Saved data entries
━━━━━━━━━━━━━━━━
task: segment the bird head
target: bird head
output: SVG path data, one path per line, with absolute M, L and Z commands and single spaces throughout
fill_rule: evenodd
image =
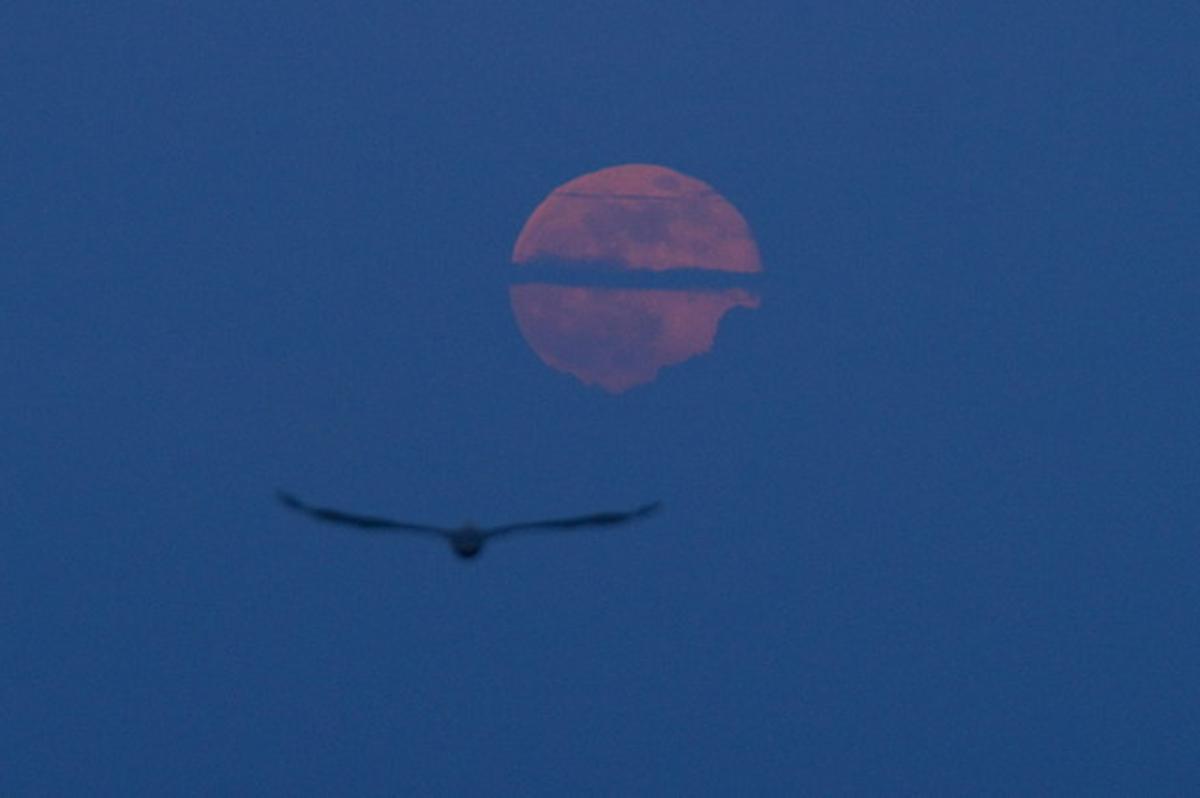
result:
M 475 557 L 483 550 L 483 536 L 476 533 L 459 534 L 450 539 L 454 553 L 464 560 Z

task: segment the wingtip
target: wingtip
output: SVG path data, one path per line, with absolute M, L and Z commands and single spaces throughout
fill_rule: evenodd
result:
M 276 488 L 275 498 L 279 500 L 280 504 L 283 504 L 287 507 L 300 507 L 300 500 L 288 493 L 286 490 L 280 490 L 279 488 Z

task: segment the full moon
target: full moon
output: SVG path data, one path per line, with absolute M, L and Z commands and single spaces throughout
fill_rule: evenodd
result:
M 663 166 L 614 166 L 559 186 L 530 215 L 512 260 L 527 272 L 549 266 L 570 275 L 566 285 L 513 285 L 513 314 L 546 365 L 610 393 L 708 352 L 726 312 L 759 305 L 743 288 L 653 284 L 671 270 L 731 277 L 762 270 L 737 209 L 707 183 Z M 619 288 L 580 284 L 613 274 L 647 279 Z
M 737 208 L 707 183 L 650 164 L 612 166 L 556 188 L 525 223 L 512 259 L 655 271 L 762 268 Z

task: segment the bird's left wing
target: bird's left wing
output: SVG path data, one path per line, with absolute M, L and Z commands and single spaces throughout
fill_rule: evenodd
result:
M 578 515 L 572 518 L 550 518 L 545 521 L 524 521 L 517 524 L 505 524 L 504 526 L 496 526 L 484 532 L 487 537 L 496 537 L 497 535 L 507 535 L 511 532 L 529 532 L 529 531 L 554 531 L 561 529 L 578 529 L 585 526 L 612 526 L 614 524 L 624 524 L 628 521 L 633 521 L 638 518 L 650 515 L 662 507 L 662 502 L 651 502 L 643 504 L 634 510 L 626 512 L 609 512 L 609 513 L 592 513 L 591 515 Z
M 442 529 L 436 526 L 427 526 L 425 524 L 410 524 L 407 521 L 394 521 L 391 518 L 380 518 L 371 515 L 357 515 L 355 513 L 344 513 L 341 510 L 333 510 L 328 507 L 314 507 L 310 504 L 297 499 L 290 493 L 284 491 L 276 491 L 275 495 L 284 506 L 290 507 L 293 510 L 298 510 L 305 515 L 310 515 L 319 521 L 328 521 L 333 524 L 347 524 L 356 526 L 359 529 L 372 531 L 398 530 L 408 532 L 426 532 L 434 535 L 447 535 L 450 530 Z

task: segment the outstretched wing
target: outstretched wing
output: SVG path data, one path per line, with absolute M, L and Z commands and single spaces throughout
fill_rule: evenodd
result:
M 450 530 L 442 529 L 436 526 L 426 526 L 425 524 L 410 524 L 407 521 L 393 521 L 390 518 L 379 518 L 371 515 L 356 515 L 354 513 L 344 513 L 341 510 L 332 510 L 328 507 L 314 507 L 310 504 L 297 499 L 290 493 L 284 491 L 276 491 L 275 495 L 285 507 L 290 507 L 293 510 L 298 510 L 305 515 L 310 515 L 318 521 L 327 521 L 331 524 L 345 524 L 347 526 L 358 527 L 359 529 L 369 532 L 423 532 L 425 534 L 446 536 L 450 534 Z
M 661 506 L 662 502 L 651 502 L 628 512 L 592 513 L 591 515 L 578 515 L 573 518 L 550 518 L 545 521 L 524 521 L 519 524 L 505 524 L 504 526 L 496 526 L 485 530 L 484 534 L 491 538 L 498 535 L 507 535 L 511 532 L 550 532 L 562 529 L 578 529 L 585 526 L 613 526 L 614 524 L 624 524 L 638 518 L 643 518 L 657 511 Z

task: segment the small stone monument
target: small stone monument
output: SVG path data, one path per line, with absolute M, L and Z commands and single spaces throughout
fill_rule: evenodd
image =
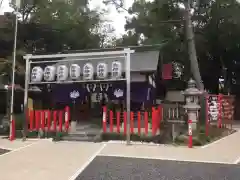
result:
M 183 92 L 186 104 L 183 108 L 188 114 L 188 120 L 192 120 L 192 130 L 197 128 L 198 111 L 201 108 L 199 105 L 199 96 L 202 92 L 196 88 L 196 82 L 193 79 L 188 81 L 188 88 Z

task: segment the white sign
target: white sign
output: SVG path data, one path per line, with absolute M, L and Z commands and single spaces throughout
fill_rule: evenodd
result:
M 56 75 L 56 68 L 54 66 L 47 66 L 43 72 L 43 78 L 45 81 L 53 81 Z
M 68 77 L 68 68 L 66 65 L 60 65 L 57 67 L 57 80 L 65 81 Z
M 43 69 L 40 66 L 36 66 L 32 69 L 31 81 L 41 82 L 43 78 Z
M 83 66 L 83 79 L 91 80 L 93 78 L 93 65 L 91 63 L 87 63 Z
M 121 78 L 122 76 L 122 63 L 114 61 L 112 63 L 112 78 Z
M 104 79 L 107 77 L 107 64 L 106 63 L 99 63 L 97 65 L 97 77 L 100 79 Z
M 78 64 L 72 64 L 70 66 L 70 77 L 71 79 L 78 79 L 80 77 L 81 68 Z
M 217 96 L 209 96 L 207 99 L 208 103 L 208 118 L 209 121 L 217 121 L 219 115 L 219 102 Z

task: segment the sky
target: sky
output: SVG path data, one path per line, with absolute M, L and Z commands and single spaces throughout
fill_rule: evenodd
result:
M 3 14 L 4 12 L 9 12 L 12 9 L 9 7 L 9 1 L 10 0 L 3 0 L 2 6 L 0 8 L 0 14 Z M 125 8 L 128 9 L 132 6 L 134 0 L 125 0 Z M 1 0 L 0 0 L 1 2 Z M 90 0 L 90 8 L 92 9 L 105 9 L 106 7 L 102 3 L 102 0 Z M 111 20 L 112 26 L 115 28 L 115 34 L 117 36 L 121 36 L 125 33 L 124 25 L 126 23 L 125 16 L 128 15 L 127 12 L 119 13 L 117 12 L 116 8 L 114 6 L 108 7 L 108 15 L 106 15 L 107 20 Z M 113 18 L 114 17 L 114 18 Z

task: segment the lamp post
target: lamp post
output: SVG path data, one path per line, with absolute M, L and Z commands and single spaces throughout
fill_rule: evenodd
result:
M 14 30 L 14 44 L 13 44 L 13 63 L 12 63 L 12 91 L 11 91 L 11 103 L 10 103 L 10 131 L 9 137 L 11 136 L 12 121 L 13 121 L 13 110 L 14 110 L 14 89 L 15 89 L 15 67 L 16 67 L 16 49 L 17 49 L 17 29 L 18 29 L 18 10 L 20 8 L 21 0 L 16 0 L 16 12 L 15 12 L 15 30 Z

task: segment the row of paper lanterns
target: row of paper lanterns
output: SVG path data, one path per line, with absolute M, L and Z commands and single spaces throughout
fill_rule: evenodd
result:
M 67 65 L 46 66 L 44 70 L 40 66 L 32 68 L 31 82 L 54 81 L 57 75 L 57 81 L 65 81 L 69 77 L 72 80 L 78 80 L 83 75 L 84 80 L 93 79 L 94 67 L 91 63 L 86 63 L 81 72 L 81 67 L 78 64 L 71 64 L 68 68 Z M 98 79 L 105 79 L 108 76 L 108 66 L 106 63 L 99 63 L 96 67 Z M 112 62 L 111 69 L 112 78 L 120 78 L 122 75 L 122 64 L 119 61 Z

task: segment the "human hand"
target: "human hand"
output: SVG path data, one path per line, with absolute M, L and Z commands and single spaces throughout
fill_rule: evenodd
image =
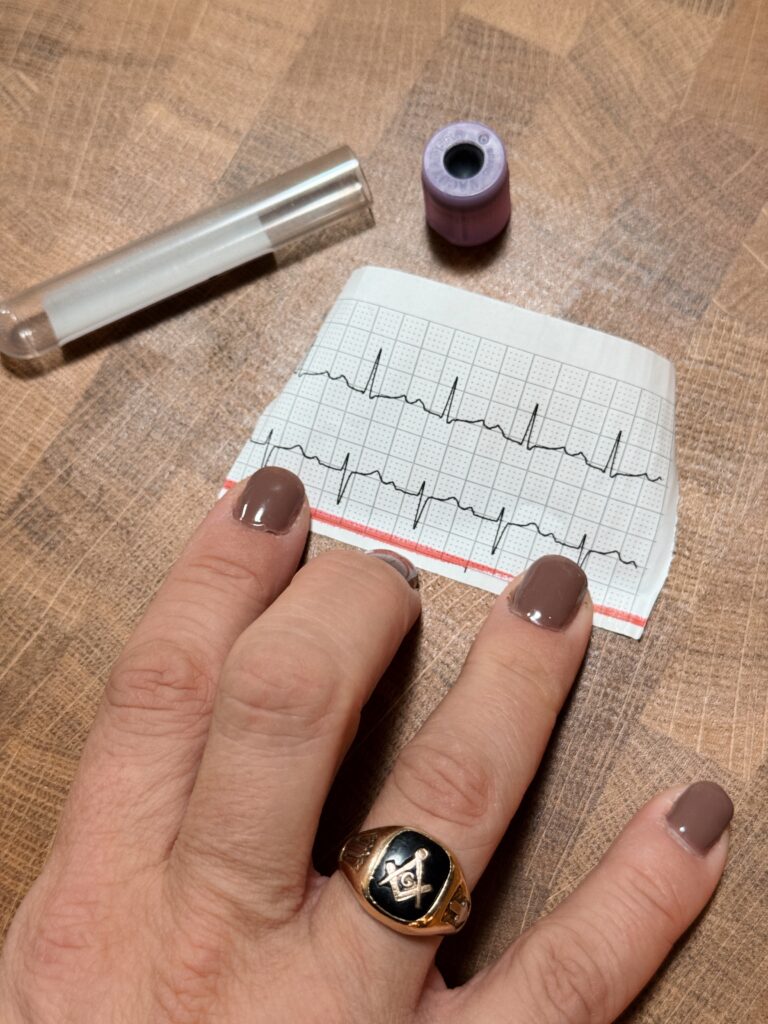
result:
M 655 797 L 553 913 L 453 990 L 438 940 L 390 930 L 340 873 L 317 875 L 323 802 L 420 603 L 393 554 L 336 550 L 294 575 L 308 526 L 298 479 L 262 469 L 217 503 L 160 588 L 11 927 L 4 1024 L 598 1024 L 709 899 L 732 812 L 713 783 Z M 494 603 L 363 827 L 437 837 L 474 885 L 591 622 L 581 570 L 534 563 Z

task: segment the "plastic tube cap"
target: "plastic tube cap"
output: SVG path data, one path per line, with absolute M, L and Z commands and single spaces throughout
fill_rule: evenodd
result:
M 435 132 L 424 149 L 421 182 L 427 223 L 454 245 L 481 245 L 507 226 L 507 155 L 487 125 L 455 121 Z

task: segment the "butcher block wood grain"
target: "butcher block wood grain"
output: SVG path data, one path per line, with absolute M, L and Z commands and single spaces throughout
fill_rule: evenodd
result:
M 465 117 L 509 150 L 511 227 L 482 256 L 423 223 L 422 146 Z M 654 791 L 706 777 L 736 803 L 725 877 L 623 1020 L 764 1024 L 768 5 L 5 0 L 0 292 L 339 143 L 374 218 L 0 367 L 0 926 L 50 847 L 110 663 L 348 274 L 377 263 L 633 338 L 678 373 L 669 581 L 642 641 L 595 633 L 446 976 L 562 900 Z M 422 592 L 334 788 L 325 867 L 490 601 L 429 575 Z

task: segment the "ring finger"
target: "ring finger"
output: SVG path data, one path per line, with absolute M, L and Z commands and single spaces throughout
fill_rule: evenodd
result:
M 410 825 L 431 834 L 456 855 L 470 888 L 477 882 L 584 657 L 592 624 L 586 588 L 579 566 L 547 556 L 499 597 L 456 685 L 401 751 L 363 828 Z M 384 956 L 399 950 L 417 994 L 434 943 L 416 945 L 367 917 L 339 872 L 318 910 L 355 941 L 367 930 L 365 941 Z

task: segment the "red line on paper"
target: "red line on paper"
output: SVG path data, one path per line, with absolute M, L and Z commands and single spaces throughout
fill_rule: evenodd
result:
M 234 487 L 235 480 L 225 480 L 224 487 L 229 489 Z M 459 565 L 463 569 L 476 569 L 478 572 L 486 573 L 490 576 L 497 576 L 499 579 L 511 580 L 514 579 L 514 573 L 503 572 L 501 569 L 496 569 L 492 565 L 484 565 L 482 562 L 471 562 L 467 561 L 466 558 L 459 558 L 458 555 L 450 555 L 446 551 L 440 551 L 438 548 L 428 547 L 426 544 L 419 544 L 416 541 L 406 540 L 404 537 L 398 537 L 394 533 L 387 533 L 384 530 L 376 530 L 372 526 L 363 526 L 362 523 L 355 523 L 351 519 L 343 519 L 341 516 L 334 516 L 330 512 L 324 512 L 322 509 L 313 508 L 310 509 L 315 519 L 319 519 L 323 523 L 328 523 L 329 526 L 338 526 L 342 530 L 349 530 L 350 533 L 360 534 L 362 537 L 370 537 L 371 540 L 378 540 L 384 544 L 396 544 L 400 548 L 405 548 L 406 551 L 413 551 L 418 555 L 425 555 L 427 558 L 434 558 L 438 562 L 447 562 L 449 565 Z M 611 619 L 619 619 L 622 622 L 630 622 L 634 626 L 645 626 L 647 619 L 644 619 L 640 615 L 633 615 L 631 612 L 622 611 L 620 608 L 609 608 L 606 605 L 596 604 L 595 611 L 599 615 L 605 615 Z
M 397 544 L 399 548 L 405 548 L 406 551 L 415 551 L 416 554 L 426 555 L 427 558 L 436 558 L 439 562 L 448 562 L 449 565 L 460 565 L 462 569 L 477 569 L 478 572 L 489 573 L 491 576 L 498 576 L 503 580 L 515 578 L 514 573 L 502 572 L 501 569 L 494 569 L 492 565 L 483 565 L 482 562 L 469 562 L 466 558 L 459 558 L 458 555 L 449 555 L 447 551 L 440 551 L 439 548 L 430 548 L 426 544 L 418 544 L 416 541 L 397 537 L 394 533 L 386 533 L 384 530 L 375 530 L 372 526 L 353 523 L 349 519 L 333 516 L 319 508 L 313 508 L 312 515 L 315 519 L 319 519 L 321 522 L 328 523 L 331 526 L 339 526 L 343 530 L 360 533 L 363 537 L 370 537 L 371 540 L 380 540 L 384 544 Z
M 595 611 L 598 615 L 605 615 L 609 619 L 620 619 L 621 622 L 631 622 L 633 626 L 641 626 L 645 628 L 645 624 L 648 619 L 644 619 L 642 615 L 634 615 L 632 612 L 622 611 L 621 608 L 609 608 L 605 604 L 596 604 Z

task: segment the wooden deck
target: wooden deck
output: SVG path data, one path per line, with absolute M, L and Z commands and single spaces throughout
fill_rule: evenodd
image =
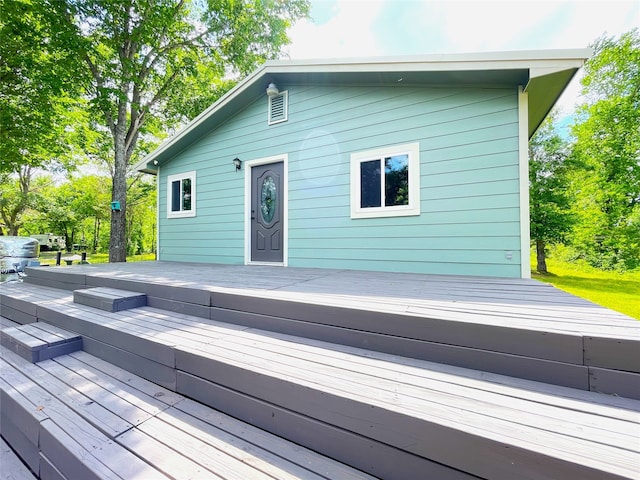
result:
━━━━━━━━━━━━━━━━
TASK REQUIREMENTS:
Report each line in the data above that holds the word "hand" by copying it.

RESULT BELOW:
task: segment the "human hand"
target: "human hand"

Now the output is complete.